### Source passage

# Chest area



## cubbysan (Mar 13, 2007)

Do you mean coat wise or structure?

I noticed my Sailor did not really come into coat until she was about 20 months old. Her litter mates came in earlier, but they spend a lot more hours outside, and they also get bathed once a week, while Sailor is an indoor dog and I am lucky if I can bathe her every two or three weeks.



Structure wise, I have heard people say their dog's chest has not dropped yet. I think that might happen at about 18 months.


----------



## bethlehemgolden (Aug 2, 2014)

cubbysan said:


> Structure wise, I have heard people say their dog's chest has not dropped yet. I think that might happen at about 18 months.


I'm looking at his structure. His chest just isn't there.


----------



## Kmullen (Feb 17, 2010)

NO, nothing can be done to make his structure better. If it was there at 7-8 weeks, then it will come back eventually.


----------



## bethlehemgolden (Aug 2, 2014)

This was him at 7 1/2 weeks. Thank you for calming me down.


----------



## Kmullen (Feb 17, 2010)

bethlehemgolden said:


> This was him at 7 1/2 weeks. Thank you for calming me down.



Yes this is the bag over the head age! I bet he will even look better at 9-10 months. He was a very nice puppy, so that is good.


----------

######
### Data

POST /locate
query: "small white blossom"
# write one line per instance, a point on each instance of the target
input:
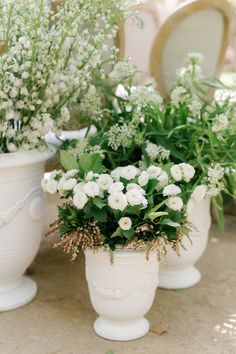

######

Requests >>
**A)** Please rewrite the chest-area thread, everything from "I'm looking at" down to "come back eventually.", substituting "build" for "structure".
**B)** In the chest-area thread, at about what age did Sailor come into coat?

Responses for each task >>
**A)**
I'm looking at his build. His chest just isn't there.


----------



## Kmullen (Feb 17, 2010)

NO, nothing can be done to make his build better. If it was there at 7-8 weeks, then it will come back eventually.

**B)** About 20 months old.